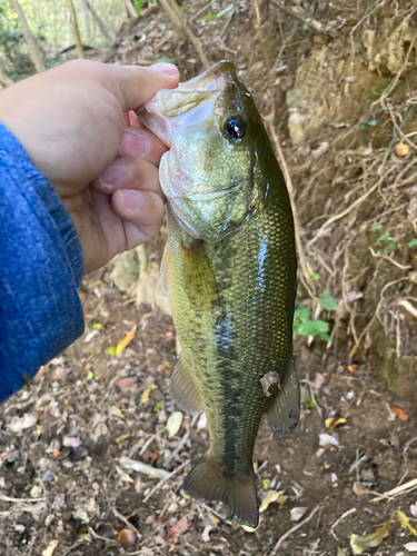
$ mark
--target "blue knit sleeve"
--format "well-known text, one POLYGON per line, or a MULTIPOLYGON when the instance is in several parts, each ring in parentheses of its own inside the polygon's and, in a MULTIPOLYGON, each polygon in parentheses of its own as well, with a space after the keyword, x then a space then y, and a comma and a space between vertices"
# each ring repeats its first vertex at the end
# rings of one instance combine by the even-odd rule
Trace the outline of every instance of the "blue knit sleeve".
POLYGON ((0 401, 82 334, 82 275, 66 207, 0 123, 0 401))

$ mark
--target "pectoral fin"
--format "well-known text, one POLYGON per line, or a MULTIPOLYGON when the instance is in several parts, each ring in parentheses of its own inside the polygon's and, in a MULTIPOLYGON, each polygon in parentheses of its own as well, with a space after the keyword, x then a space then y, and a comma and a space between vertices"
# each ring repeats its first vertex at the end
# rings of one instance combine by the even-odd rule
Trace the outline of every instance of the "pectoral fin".
POLYGON ((266 407, 268 425, 276 437, 284 436, 297 425, 300 414, 300 387, 294 361, 281 378, 277 394, 267 401, 266 407))
POLYGON ((183 288, 200 310, 211 310, 218 304, 215 275, 201 241, 193 240, 189 246, 182 244, 183 288))
POLYGON ((173 371, 169 393, 173 401, 183 410, 191 415, 203 411, 200 395, 197 390, 196 383, 186 367, 182 358, 178 361, 173 371))

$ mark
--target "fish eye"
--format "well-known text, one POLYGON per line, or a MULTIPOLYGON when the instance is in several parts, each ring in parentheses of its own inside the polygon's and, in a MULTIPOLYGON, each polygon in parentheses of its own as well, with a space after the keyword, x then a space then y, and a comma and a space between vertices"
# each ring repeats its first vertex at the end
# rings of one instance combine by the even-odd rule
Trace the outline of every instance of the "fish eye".
POLYGON ((232 141, 240 141, 245 135, 246 123, 240 116, 229 116, 222 125, 224 136, 232 141))

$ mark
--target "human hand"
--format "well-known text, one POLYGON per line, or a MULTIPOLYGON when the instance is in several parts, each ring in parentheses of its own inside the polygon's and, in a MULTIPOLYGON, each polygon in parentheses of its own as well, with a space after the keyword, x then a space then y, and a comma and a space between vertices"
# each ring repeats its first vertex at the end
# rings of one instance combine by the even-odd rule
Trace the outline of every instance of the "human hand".
POLYGON ((131 110, 178 85, 168 63, 150 68, 75 60, 0 93, 0 121, 66 205, 86 274, 155 236, 163 219, 163 145, 131 110))

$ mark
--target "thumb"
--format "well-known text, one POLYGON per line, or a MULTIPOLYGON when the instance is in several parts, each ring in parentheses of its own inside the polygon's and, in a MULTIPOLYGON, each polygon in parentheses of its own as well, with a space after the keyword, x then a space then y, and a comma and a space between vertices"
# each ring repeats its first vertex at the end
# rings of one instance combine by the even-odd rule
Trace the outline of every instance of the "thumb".
POLYGON ((177 66, 155 63, 141 66, 107 66, 112 73, 113 90, 123 112, 136 110, 148 102, 160 89, 173 89, 179 82, 177 66))

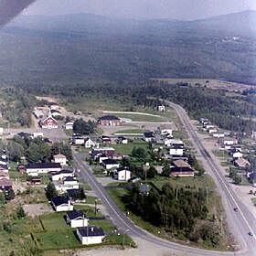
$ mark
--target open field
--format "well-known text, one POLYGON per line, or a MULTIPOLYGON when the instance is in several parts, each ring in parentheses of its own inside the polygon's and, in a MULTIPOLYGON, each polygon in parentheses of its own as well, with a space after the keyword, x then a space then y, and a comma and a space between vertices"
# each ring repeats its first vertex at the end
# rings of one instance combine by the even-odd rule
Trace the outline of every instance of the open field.
POLYGON ((228 90, 229 91, 245 91, 251 88, 251 85, 239 82, 231 82, 227 80, 210 80, 210 79, 162 79, 155 78, 154 80, 162 80, 169 84, 176 84, 181 82, 187 82, 192 86, 207 86, 211 89, 223 89, 228 90))

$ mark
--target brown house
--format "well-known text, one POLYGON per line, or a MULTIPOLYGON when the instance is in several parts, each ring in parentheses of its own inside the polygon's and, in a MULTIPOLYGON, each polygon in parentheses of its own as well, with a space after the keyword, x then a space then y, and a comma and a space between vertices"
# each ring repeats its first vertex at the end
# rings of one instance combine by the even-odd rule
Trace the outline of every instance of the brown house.
POLYGON ((100 125, 116 126, 120 125, 121 120, 114 115, 104 115, 99 118, 98 123, 100 125))

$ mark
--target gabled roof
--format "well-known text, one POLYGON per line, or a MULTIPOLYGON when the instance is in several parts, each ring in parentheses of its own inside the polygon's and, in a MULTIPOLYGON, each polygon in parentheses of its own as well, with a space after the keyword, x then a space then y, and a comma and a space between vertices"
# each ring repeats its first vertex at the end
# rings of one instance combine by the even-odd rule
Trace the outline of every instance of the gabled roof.
POLYGON ((64 178, 64 182, 65 181, 77 181, 73 176, 67 176, 66 178, 64 178))
POLYGON ((82 211, 73 209, 71 211, 68 211, 67 215, 70 219, 76 219, 78 218, 88 219, 82 211))
POLYGON ((38 169, 38 168, 60 168, 59 163, 28 163, 25 165, 27 169, 38 169))
POLYGON ((102 160, 102 163, 104 165, 118 165, 118 163, 113 159, 105 159, 105 160, 102 160))
POLYGON ((51 202, 56 206, 61 206, 63 204, 69 203, 69 197, 56 197, 51 199, 51 202))
POLYGON ((119 167, 119 168, 116 168, 116 171, 119 173, 119 172, 122 172, 122 171, 125 171, 126 172, 131 172, 128 167, 119 167))
POLYGON ((144 136, 145 138, 153 138, 154 137, 154 133, 153 132, 144 132, 144 136))
POLYGON ((62 154, 58 154, 58 155, 53 155, 53 158, 56 159, 56 158, 67 158, 67 157, 66 157, 66 155, 64 155, 62 154))
POLYGON ((176 160, 173 162, 173 164, 176 166, 176 167, 189 167, 191 168, 191 166, 185 161, 183 160, 176 160))
POLYGON ((12 187, 13 183, 9 179, 4 177, 4 178, 0 179, 0 187, 3 186, 4 187, 12 187))
POLYGON ((99 118, 99 121, 101 120, 120 120, 118 117, 114 116, 114 115, 104 115, 99 118))
POLYGON ((101 228, 96 226, 88 226, 82 228, 77 228, 82 237, 103 237, 104 231, 101 228))
POLYGON ((81 189, 80 188, 71 188, 67 189, 67 194, 69 197, 73 197, 77 194, 80 194, 81 189))

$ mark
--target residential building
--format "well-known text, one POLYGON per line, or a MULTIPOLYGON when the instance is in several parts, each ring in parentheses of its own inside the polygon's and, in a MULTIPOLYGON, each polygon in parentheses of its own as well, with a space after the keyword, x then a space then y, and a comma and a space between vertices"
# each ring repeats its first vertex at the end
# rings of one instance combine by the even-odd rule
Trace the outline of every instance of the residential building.
POLYGON ((92 147, 91 157, 96 159, 100 155, 105 155, 108 157, 112 157, 114 155, 113 147, 92 147))
POLYGON ((13 183, 10 179, 5 177, 0 179, 0 191, 8 191, 12 187, 13 183))
POLYGON ((53 162, 54 163, 59 163, 61 166, 67 165, 67 157, 66 155, 62 155, 62 154, 58 154, 53 155, 53 162))
POLYGON ((66 130, 73 130, 74 122, 68 122, 63 125, 63 128, 66 130))
POLYGON ((170 155, 184 155, 184 147, 178 144, 173 144, 169 149, 170 155))
POLYGON ((61 181, 68 176, 74 176, 74 172, 72 170, 63 169, 56 173, 51 174, 52 181, 61 181))
POLYGON ((29 163, 25 167, 27 174, 33 176, 37 176, 38 174, 59 172, 61 169, 59 163, 29 163))
POLYGON ((49 112, 40 119, 39 125, 44 129, 56 129, 58 128, 58 121, 49 112))
POLYGON ((85 148, 91 148, 92 146, 95 146, 95 144, 96 144, 91 139, 90 139, 90 138, 84 139, 84 146, 85 146, 85 148))
POLYGON ((73 209, 67 212, 66 216, 67 223, 71 228, 87 227, 89 219, 82 211, 73 209))
POLYGON ((96 226, 77 228, 77 235, 80 242, 86 245, 101 243, 105 237, 103 229, 96 226))
POLYGON ((56 197, 51 199, 52 207, 56 211, 73 210, 74 207, 68 197, 56 197))
POLYGON ((116 168, 113 172, 113 178, 120 181, 127 181, 131 178, 131 171, 127 167, 116 168))
POLYGON ((220 138, 219 143, 221 144, 227 144, 227 145, 233 145, 238 144, 238 139, 231 138, 231 137, 226 137, 226 138, 220 138))
POLYGON ((102 166, 109 170, 112 168, 118 168, 119 164, 113 159, 105 159, 102 161, 102 166))
POLYGON ((104 115, 99 118, 98 123, 100 125, 117 126, 120 125, 121 120, 114 115, 104 115))
POLYGON ((155 140, 154 132, 144 133, 144 140, 145 142, 153 142, 155 140))

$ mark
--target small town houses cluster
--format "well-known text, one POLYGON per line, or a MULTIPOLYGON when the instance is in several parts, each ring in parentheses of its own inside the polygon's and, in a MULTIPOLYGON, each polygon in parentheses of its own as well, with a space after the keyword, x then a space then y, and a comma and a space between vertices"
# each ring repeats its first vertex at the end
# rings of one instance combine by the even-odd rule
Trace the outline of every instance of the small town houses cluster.
MULTIPOLYGON (((31 176, 31 182, 40 183, 40 175, 49 174, 56 190, 60 196, 51 199, 51 205, 55 211, 66 211, 66 220, 71 228, 77 229, 77 236, 82 244, 96 244, 102 242, 105 234, 101 228, 89 225, 89 218, 84 212, 74 208, 74 203, 85 203, 85 195, 81 198, 83 190, 80 188, 73 168, 67 165, 67 158, 64 155, 53 155, 53 163, 28 163, 19 165, 20 172, 31 176)), ((64 221, 64 220, 63 220, 64 221)))
POLYGON ((230 155, 230 163, 234 165, 240 172, 241 172, 248 180, 256 187, 256 170, 251 170, 251 163, 246 159, 246 154, 243 153, 243 148, 238 143, 237 135, 229 136, 229 132, 219 132, 215 125, 206 118, 201 119, 201 123, 204 131, 207 131, 212 137, 217 138, 216 145, 219 150, 227 151, 230 155))

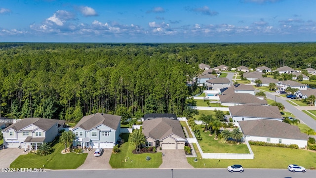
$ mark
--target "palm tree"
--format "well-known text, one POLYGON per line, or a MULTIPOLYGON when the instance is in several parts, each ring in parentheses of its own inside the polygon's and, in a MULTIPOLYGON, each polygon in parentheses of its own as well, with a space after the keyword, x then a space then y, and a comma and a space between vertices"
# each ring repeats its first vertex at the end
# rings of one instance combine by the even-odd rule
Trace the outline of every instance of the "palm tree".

» WHAT YOU WILL DO:
Please copy the entries character for character, from their first line through the line containing "POLYGON ((0 401, 82", and leave the pictures out.

» RESULT FOR THIS TASK:
$ mark
--target "blue knit sleeve"
--format "well-known text, one POLYGON per line, or a MULTIPOLYGON when the instance is in several parts, each ring in parentheses of its own inside the polygon's and, in a MULTIPOLYGON, each polygon in parentheses of its own as well, with a space after the keyword, x then a space then y, and a comma and a space between vertices"
# each ring repeats its first vertex at the end
# rings of one instance combine by the even-odd rule
Trace the outline of every instance of the "blue knit sleeve".
POLYGON ((0 401, 82 334, 82 275, 66 207, 0 123, 0 401))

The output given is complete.